╭─ Excerpted passage

To help spur the national economy’s recovery, Toronto-Dominion Bank’s top official called on policymakers to encourage Canadians to spend their savings accumulated last year – estimated by the Bank of Canada to be in the neighbourhood of $180 billion, or approximately $5,800 per capita.
Late last week, TD president and CEO Bharat Masrani said that such a step would prove instrumental to Canada “rebuilding even better,” as increased spending would feed into the growth of vaccine manufacturing and other crucial industries amid the new reality of the pandemic.
“With economies showing strong signs of recovery, we should adopt policies to encourage consumers to spend pent-up demand in local economies and support small and mid-sized businesses as they rebuild,” Masrani said, as reported by the Financial Post.
Benjamin Tal, deputy chief economist of CIBC World Markets Inc., recently predicted that Canadians would use up their savings rapidly once conditions permit the majority of the population to go out and spend.

╰─
╭─ Exercise data

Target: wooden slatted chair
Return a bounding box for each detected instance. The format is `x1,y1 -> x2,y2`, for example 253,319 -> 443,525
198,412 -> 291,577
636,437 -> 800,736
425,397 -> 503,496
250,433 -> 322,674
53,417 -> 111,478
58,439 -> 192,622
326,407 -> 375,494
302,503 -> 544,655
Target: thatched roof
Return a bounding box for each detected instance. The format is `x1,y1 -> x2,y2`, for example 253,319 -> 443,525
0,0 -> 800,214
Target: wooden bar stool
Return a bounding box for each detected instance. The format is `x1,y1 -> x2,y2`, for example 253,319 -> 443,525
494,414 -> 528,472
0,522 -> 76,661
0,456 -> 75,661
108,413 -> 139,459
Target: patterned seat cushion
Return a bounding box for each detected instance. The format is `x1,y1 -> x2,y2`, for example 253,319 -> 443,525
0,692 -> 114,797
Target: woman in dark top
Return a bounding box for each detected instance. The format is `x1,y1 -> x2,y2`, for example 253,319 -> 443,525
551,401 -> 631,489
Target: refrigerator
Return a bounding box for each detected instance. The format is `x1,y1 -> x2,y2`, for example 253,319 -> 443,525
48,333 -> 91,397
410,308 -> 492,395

╰─

* Exercise set *
1) How much did the Bank of Canada estimate Canadians saved last year, according to the article on Canadians' pandemic savings?
2) Pick up the article on Canadians' pandemic savings after its final sentence and continue it.

* Answers to the exercises *
1) About $180 billion, or approximately $5,800 per capita.

2)
“This money would be coming from checking, savings accounts… and it will go where?” Tal said last month. “To the service sector, exactly where you need the jobs. That’s a win-win situation and that’s why we are very optimistic about the second half of the year.”
This spending could drive annualized GDP growth of around 7% in 2021.
Finance Minister Chrystia Freeland essentially agreed with this forecast, saying in a recent economic statement that the accumulated household savings represent “a preloaded stimulus” that could be deployed by Canadians.